--- start THE INPUT ---

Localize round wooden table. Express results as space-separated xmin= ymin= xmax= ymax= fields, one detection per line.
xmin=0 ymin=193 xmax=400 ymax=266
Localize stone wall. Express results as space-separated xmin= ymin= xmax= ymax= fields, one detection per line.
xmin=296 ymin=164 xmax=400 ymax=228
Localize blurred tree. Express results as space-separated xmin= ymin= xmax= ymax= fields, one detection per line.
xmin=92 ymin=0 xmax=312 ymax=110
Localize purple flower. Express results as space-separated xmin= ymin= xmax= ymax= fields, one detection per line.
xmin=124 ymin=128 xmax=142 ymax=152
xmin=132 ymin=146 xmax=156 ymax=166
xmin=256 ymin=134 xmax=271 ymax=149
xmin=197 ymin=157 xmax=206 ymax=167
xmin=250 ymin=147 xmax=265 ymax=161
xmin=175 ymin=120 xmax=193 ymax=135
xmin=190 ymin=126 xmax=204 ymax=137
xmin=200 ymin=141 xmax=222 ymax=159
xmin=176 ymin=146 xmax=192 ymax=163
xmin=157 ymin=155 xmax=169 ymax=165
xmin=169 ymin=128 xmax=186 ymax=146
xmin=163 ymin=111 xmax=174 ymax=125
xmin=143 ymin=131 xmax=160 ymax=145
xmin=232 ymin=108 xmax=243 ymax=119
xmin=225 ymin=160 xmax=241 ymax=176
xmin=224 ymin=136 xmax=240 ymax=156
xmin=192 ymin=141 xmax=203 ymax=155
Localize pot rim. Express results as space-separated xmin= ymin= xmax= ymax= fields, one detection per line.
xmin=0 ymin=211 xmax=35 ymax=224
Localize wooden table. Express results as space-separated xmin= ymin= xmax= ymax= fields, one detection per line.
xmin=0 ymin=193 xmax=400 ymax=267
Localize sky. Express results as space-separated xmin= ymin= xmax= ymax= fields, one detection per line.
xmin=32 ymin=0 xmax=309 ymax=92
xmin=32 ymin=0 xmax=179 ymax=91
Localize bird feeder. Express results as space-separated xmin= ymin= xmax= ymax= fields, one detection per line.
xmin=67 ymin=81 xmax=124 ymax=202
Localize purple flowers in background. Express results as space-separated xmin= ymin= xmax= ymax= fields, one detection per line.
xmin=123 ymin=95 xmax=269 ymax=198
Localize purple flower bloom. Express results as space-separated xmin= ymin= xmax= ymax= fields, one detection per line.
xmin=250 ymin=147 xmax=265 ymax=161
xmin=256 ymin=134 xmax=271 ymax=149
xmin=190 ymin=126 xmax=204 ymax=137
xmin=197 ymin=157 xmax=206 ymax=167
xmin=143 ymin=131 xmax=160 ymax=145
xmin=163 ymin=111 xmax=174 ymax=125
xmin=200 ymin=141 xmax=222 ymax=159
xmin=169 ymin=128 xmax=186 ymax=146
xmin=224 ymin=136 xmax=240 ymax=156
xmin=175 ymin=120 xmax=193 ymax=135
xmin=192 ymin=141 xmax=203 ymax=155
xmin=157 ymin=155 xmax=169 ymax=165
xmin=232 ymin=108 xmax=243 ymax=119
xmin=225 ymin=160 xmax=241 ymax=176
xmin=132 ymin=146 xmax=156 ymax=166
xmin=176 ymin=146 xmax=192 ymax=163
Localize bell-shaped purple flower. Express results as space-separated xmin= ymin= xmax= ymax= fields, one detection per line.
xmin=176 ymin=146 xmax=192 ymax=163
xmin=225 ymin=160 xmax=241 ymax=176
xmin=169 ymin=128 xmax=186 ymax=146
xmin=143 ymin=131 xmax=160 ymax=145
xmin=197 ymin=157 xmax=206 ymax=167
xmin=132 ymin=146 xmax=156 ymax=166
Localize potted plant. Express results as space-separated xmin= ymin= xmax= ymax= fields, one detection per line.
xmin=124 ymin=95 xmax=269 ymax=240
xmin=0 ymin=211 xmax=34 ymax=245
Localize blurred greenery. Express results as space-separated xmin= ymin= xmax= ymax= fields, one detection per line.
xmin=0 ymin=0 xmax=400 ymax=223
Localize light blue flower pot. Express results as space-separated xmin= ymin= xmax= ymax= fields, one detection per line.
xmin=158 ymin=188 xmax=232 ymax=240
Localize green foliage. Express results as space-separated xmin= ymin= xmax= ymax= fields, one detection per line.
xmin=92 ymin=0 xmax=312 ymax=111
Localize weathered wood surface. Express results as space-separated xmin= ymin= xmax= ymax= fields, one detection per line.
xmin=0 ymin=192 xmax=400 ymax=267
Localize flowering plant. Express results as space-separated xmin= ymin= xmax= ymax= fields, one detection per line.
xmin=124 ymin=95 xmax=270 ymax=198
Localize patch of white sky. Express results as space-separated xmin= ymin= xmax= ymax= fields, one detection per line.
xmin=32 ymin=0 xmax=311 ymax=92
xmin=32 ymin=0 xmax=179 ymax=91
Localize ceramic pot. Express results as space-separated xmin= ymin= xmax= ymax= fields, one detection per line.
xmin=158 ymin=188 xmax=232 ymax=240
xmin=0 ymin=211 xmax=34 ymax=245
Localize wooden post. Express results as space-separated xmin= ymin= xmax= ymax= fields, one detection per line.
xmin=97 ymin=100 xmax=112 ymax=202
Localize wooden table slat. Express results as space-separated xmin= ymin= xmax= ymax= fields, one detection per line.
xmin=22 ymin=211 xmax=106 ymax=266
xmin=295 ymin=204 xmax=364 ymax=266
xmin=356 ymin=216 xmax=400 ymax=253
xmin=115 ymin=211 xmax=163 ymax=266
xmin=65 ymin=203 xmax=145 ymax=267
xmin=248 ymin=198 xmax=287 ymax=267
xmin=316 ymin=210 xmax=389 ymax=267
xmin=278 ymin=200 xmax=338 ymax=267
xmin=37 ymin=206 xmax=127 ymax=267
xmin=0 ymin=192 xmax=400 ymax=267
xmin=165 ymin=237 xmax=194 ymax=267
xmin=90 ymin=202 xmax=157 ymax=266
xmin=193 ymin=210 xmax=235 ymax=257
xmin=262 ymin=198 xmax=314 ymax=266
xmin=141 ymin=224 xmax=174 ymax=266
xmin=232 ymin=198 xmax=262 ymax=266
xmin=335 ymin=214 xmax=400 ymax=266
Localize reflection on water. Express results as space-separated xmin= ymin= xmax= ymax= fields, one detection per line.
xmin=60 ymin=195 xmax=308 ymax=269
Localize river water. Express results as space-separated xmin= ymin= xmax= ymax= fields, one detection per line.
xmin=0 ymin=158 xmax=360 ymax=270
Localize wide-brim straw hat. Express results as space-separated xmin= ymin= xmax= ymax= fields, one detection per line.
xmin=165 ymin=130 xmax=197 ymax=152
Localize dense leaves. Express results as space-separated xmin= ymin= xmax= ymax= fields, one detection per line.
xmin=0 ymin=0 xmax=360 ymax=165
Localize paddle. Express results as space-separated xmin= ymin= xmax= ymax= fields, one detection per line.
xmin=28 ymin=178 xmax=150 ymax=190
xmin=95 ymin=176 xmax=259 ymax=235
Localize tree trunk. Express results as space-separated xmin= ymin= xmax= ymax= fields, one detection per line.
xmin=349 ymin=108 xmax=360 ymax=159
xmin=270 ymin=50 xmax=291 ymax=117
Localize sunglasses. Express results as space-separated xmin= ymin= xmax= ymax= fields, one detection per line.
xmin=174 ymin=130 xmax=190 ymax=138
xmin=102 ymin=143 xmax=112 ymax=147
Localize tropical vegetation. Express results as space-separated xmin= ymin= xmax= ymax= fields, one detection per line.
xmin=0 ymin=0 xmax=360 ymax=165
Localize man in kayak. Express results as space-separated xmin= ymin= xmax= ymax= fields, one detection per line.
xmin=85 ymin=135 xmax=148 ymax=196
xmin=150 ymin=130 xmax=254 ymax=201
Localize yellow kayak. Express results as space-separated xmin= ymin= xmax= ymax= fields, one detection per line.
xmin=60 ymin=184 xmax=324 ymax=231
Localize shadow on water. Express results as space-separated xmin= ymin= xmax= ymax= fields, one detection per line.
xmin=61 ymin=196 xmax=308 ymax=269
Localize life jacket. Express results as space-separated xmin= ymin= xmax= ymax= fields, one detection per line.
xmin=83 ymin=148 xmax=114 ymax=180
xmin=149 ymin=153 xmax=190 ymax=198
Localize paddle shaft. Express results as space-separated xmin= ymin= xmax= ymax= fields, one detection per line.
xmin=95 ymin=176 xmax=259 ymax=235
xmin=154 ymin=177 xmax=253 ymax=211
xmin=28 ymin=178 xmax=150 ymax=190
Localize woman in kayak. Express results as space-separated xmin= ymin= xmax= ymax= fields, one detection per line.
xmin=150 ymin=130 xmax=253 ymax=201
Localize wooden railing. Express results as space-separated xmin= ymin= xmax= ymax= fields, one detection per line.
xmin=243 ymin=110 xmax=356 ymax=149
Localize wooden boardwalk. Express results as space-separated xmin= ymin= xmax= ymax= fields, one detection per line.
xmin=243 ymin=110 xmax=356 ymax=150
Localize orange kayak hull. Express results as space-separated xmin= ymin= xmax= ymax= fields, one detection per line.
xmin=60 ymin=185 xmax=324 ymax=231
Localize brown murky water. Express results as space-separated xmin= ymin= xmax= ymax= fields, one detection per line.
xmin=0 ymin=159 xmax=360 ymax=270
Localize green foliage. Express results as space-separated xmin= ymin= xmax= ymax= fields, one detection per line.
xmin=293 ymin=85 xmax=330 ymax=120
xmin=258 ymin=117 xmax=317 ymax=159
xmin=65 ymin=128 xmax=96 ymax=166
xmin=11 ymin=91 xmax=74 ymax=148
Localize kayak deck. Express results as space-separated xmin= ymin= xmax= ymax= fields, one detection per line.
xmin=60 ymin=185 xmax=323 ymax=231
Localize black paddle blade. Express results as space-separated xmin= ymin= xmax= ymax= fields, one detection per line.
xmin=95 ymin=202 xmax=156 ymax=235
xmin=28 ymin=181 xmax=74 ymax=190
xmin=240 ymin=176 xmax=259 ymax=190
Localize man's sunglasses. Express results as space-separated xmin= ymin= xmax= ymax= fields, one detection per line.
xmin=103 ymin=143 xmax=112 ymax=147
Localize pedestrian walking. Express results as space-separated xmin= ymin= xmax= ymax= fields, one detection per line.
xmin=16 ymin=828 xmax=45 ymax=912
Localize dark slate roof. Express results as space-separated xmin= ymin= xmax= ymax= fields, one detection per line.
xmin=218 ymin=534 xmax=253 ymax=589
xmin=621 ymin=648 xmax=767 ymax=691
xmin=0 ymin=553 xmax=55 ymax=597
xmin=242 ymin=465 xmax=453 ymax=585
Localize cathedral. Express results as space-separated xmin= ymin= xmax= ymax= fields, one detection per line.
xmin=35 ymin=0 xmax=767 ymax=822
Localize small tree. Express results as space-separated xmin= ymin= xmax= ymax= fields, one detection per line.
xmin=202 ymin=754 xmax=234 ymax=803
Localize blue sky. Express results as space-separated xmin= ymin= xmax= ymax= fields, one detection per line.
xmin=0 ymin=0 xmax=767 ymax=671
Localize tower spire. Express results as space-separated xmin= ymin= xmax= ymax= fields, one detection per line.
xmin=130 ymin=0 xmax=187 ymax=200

--- end THE INPUT ---

* _WORK TO COMPLETE_:
Rewrite everything in the material above from the line containing "Localize shadow on" down to the line containing "xmin=149 ymin=153 xmax=190 ymax=198", keeping every line, and move each bounding-box coordinate by -117.

* _SOLUTION_:
Localize shadow on water. Express results as space-separated xmin= ymin= xmax= ymax= fields, one detection per line.
xmin=-56 ymin=79 xmax=191 ymax=152
Localize life jacket. Express results as space-separated xmin= ymin= xmax= ymax= fields, one detection per line.
xmin=-34 ymin=31 xmax=-3 ymax=63
xmin=32 ymin=36 xmax=73 ymax=81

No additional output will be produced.